## APPLY WHAT YOU READ
1 - According to the hospital pricing text, why isn't a single diagnosis enough for simple comparisons between hospitals?
2 - In the hospital pricing text, update the passage starting with "It’s no surprise" and going on through "to hospital charges.", changing "variation" to "difference".
3 - Translate this sentence from the hospital pricing text into Spanish: "For most people, access to information about price data has been a black hole, and very difficult to access."

## PAGE EXCERPT
■ ■ ■ ■

The Department of Health and Human Services, and the Centers for Medicaid, Medicare and Medicare Services, recently released interesting information on the prices typically charged for the top 100 most common inpatient visits.
It’s no surprise that when you look at the data there is a tremendous amount of variation between hospitals in the same region, as well as hospitals across regions. Many attribute the rising costs of health care in the United States to hospital charges.
For most people, access to information about price data has been a black hole, and very difficult to access. As a part of President Obama’s health care law there has been an attempt to increase cost transparency on everything from health insurance to doctor’s visits.The information looks interesting at face value, but is hardly enough to make any substantial conclusions.
One has to wonder why two hospitals in the same vicinity in New York City can have such dramatic variation in charges for a similar diagnosis of asthma or bronchitis. It’s not enough, however, to make simple comparisons based on a single diagnosis because there are many factors driving health care costs.

■ ■ ■ ■

[Region pointing data]

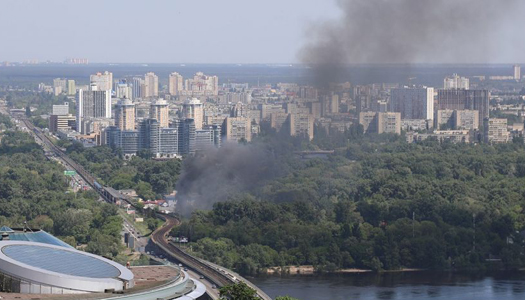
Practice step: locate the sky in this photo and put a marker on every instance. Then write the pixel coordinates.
(316, 32)
(159, 31)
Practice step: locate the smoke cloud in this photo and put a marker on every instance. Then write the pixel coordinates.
(217, 174)
(415, 31)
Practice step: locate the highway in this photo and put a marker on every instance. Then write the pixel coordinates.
(216, 276)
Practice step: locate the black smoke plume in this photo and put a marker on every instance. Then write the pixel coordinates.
(414, 31)
(217, 174)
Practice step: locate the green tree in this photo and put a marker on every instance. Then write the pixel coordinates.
(238, 291)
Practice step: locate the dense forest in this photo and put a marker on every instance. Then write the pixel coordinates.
(35, 190)
(378, 203)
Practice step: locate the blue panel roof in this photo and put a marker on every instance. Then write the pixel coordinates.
(61, 261)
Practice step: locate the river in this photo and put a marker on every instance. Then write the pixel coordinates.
(397, 286)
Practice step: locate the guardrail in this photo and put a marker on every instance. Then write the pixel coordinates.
(213, 274)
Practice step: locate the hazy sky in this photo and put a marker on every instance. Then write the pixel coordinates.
(199, 31)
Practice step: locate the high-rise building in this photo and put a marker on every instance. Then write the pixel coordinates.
(92, 104)
(236, 129)
(466, 119)
(444, 119)
(376, 122)
(159, 111)
(60, 84)
(124, 90)
(151, 85)
(496, 131)
(302, 125)
(175, 84)
(103, 81)
(517, 72)
(193, 109)
(413, 103)
(334, 104)
(71, 87)
(186, 136)
(208, 137)
(149, 135)
(464, 100)
(137, 88)
(125, 115)
(61, 110)
(456, 82)
(61, 122)
(202, 85)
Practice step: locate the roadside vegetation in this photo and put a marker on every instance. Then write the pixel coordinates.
(35, 190)
(378, 204)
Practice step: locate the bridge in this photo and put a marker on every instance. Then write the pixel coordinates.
(219, 276)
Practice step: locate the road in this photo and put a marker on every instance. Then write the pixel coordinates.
(215, 274)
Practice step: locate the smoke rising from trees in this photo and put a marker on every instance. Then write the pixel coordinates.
(217, 174)
(414, 31)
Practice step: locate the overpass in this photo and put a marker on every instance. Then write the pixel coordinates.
(216, 274)
(219, 276)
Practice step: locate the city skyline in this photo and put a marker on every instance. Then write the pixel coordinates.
(177, 31)
(269, 32)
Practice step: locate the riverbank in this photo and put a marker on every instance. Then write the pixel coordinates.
(424, 285)
(309, 269)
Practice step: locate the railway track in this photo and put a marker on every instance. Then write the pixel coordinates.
(216, 275)
(158, 237)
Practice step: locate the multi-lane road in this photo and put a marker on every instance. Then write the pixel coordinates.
(212, 276)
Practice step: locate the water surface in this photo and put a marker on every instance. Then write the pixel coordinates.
(394, 286)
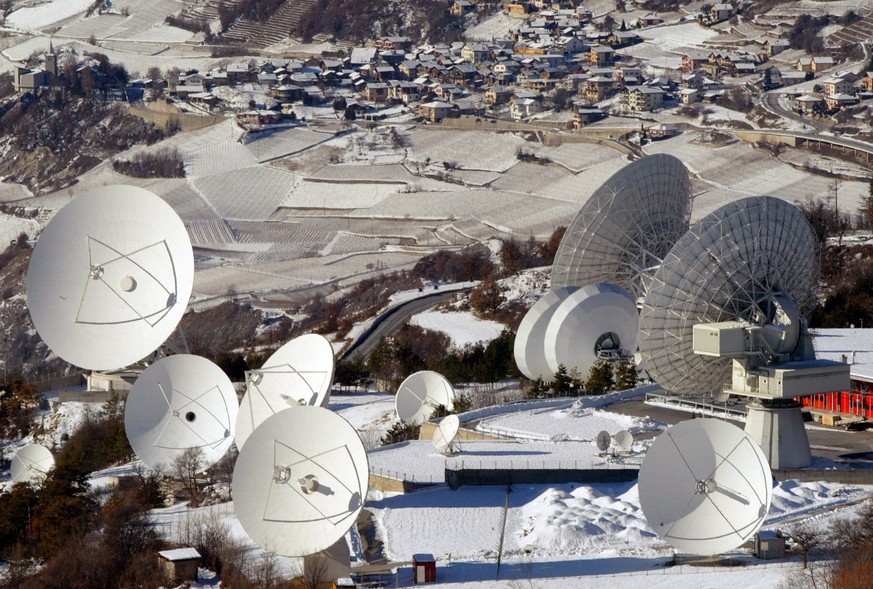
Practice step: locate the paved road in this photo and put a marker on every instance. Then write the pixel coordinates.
(393, 319)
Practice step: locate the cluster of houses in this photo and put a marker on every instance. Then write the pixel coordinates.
(558, 58)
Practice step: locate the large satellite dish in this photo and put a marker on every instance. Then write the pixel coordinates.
(31, 464)
(298, 373)
(626, 227)
(529, 347)
(595, 321)
(300, 481)
(446, 433)
(753, 260)
(420, 394)
(180, 402)
(705, 486)
(110, 277)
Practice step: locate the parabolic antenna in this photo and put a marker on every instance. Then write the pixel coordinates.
(31, 463)
(626, 227)
(298, 373)
(300, 481)
(333, 562)
(445, 433)
(603, 441)
(595, 321)
(754, 260)
(705, 486)
(180, 402)
(529, 348)
(624, 439)
(420, 394)
(110, 277)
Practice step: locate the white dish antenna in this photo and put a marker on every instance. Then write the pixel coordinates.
(705, 486)
(595, 321)
(110, 277)
(753, 260)
(446, 433)
(420, 394)
(300, 481)
(529, 347)
(603, 441)
(298, 373)
(180, 402)
(624, 440)
(31, 464)
(626, 227)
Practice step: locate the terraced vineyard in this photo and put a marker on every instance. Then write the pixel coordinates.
(257, 34)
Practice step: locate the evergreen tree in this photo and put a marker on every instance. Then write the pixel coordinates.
(561, 383)
(626, 375)
(600, 378)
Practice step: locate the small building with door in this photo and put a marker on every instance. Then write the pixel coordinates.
(423, 568)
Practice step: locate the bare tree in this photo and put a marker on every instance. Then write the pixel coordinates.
(184, 468)
(314, 570)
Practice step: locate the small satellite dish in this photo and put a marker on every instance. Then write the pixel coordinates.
(420, 394)
(110, 277)
(624, 439)
(705, 486)
(31, 464)
(603, 441)
(300, 481)
(595, 321)
(180, 402)
(298, 373)
(529, 347)
(446, 433)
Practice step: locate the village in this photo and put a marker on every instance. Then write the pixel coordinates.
(557, 63)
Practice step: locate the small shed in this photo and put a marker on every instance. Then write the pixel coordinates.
(423, 568)
(769, 545)
(180, 564)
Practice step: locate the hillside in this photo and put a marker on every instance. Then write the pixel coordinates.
(46, 142)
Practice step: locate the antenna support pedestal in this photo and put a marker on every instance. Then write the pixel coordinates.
(777, 426)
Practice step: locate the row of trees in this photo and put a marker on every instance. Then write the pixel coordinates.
(606, 375)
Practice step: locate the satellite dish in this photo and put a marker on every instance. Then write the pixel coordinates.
(334, 562)
(603, 441)
(753, 260)
(624, 439)
(420, 394)
(529, 347)
(595, 321)
(31, 464)
(298, 373)
(110, 277)
(626, 227)
(300, 481)
(446, 433)
(180, 402)
(705, 486)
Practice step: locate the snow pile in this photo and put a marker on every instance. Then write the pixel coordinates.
(575, 519)
(462, 328)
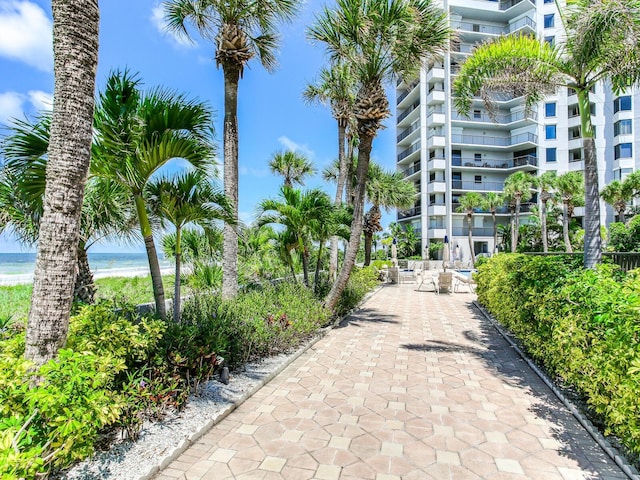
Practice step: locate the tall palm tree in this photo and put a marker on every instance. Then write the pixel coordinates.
(618, 194)
(336, 88)
(469, 202)
(240, 31)
(517, 186)
(378, 40)
(299, 212)
(181, 200)
(386, 190)
(136, 135)
(75, 53)
(600, 45)
(292, 166)
(571, 189)
(491, 202)
(545, 184)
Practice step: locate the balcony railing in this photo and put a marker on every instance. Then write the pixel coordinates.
(405, 153)
(408, 131)
(495, 162)
(412, 212)
(411, 108)
(494, 141)
(501, 119)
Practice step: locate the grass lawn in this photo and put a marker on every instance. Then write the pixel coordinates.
(15, 299)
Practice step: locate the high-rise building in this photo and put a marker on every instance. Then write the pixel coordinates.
(446, 154)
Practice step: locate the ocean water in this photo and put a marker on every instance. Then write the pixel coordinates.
(24, 263)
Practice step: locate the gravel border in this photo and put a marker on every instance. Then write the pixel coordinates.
(162, 442)
(606, 446)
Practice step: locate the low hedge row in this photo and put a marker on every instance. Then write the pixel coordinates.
(119, 369)
(582, 325)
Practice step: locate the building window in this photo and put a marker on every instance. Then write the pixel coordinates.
(550, 132)
(552, 154)
(624, 150)
(550, 109)
(549, 20)
(622, 103)
(622, 127)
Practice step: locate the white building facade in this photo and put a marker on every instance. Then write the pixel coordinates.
(446, 154)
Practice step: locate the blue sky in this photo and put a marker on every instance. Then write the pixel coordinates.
(272, 115)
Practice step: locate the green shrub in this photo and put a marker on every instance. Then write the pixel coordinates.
(581, 324)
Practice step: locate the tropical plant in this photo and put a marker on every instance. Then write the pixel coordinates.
(292, 166)
(618, 194)
(570, 188)
(491, 202)
(545, 183)
(469, 202)
(301, 213)
(136, 135)
(189, 198)
(387, 190)
(517, 187)
(336, 88)
(600, 44)
(240, 31)
(75, 47)
(378, 41)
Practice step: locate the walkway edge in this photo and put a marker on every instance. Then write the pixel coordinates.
(621, 461)
(187, 442)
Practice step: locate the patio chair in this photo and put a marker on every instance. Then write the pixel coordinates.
(445, 280)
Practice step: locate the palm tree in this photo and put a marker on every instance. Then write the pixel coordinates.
(545, 183)
(240, 31)
(187, 198)
(386, 190)
(336, 88)
(75, 48)
(137, 134)
(571, 189)
(300, 212)
(517, 186)
(377, 40)
(618, 194)
(600, 45)
(491, 203)
(292, 166)
(106, 209)
(469, 202)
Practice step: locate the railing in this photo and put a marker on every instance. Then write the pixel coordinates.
(495, 141)
(501, 119)
(405, 153)
(495, 162)
(408, 131)
(410, 109)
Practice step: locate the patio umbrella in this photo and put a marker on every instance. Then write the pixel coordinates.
(446, 253)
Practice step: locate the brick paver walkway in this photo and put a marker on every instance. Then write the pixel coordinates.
(413, 386)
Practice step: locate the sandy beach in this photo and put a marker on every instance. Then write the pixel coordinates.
(98, 273)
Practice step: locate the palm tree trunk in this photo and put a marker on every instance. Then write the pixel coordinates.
(543, 226)
(342, 174)
(592, 239)
(565, 227)
(152, 256)
(470, 233)
(75, 47)
(84, 289)
(364, 154)
(176, 284)
(230, 140)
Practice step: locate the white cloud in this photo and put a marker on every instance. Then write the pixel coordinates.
(26, 34)
(158, 20)
(14, 104)
(289, 144)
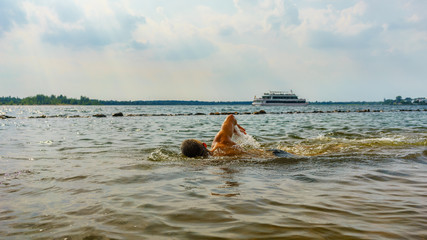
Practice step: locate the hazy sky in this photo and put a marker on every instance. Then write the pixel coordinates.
(214, 50)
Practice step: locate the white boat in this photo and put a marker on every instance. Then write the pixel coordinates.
(279, 98)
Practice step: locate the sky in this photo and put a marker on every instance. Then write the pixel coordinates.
(222, 50)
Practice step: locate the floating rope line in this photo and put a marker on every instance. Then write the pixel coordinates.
(261, 112)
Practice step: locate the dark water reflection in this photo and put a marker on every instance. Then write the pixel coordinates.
(354, 176)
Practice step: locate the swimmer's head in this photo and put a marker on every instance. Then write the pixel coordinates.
(194, 148)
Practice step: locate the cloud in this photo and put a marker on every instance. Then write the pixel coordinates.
(11, 13)
(113, 26)
(126, 49)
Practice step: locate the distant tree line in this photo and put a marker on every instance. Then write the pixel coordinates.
(48, 100)
(63, 100)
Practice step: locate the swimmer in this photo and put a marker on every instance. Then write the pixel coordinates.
(222, 145)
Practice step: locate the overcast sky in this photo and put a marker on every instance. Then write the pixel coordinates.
(214, 50)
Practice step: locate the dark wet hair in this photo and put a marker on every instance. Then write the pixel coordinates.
(193, 148)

■ ■ ■ ■

## PER-TASK OUTPUTS
1 - Comparisons based on a single diagnosis fall short because many factors drive health care costs.

2 -
It’s no surprise that when you look at the data there is a tremendous amount of difference between hospitals in the same region, as well as hospitals across regions. Many attribute the rising costs of health care in the United States to hospital charges.

3 - Para la mayoría de las personas, el acceso a la información sobre datos de precios ha sido un agujero negro, y muy difícil de obtener.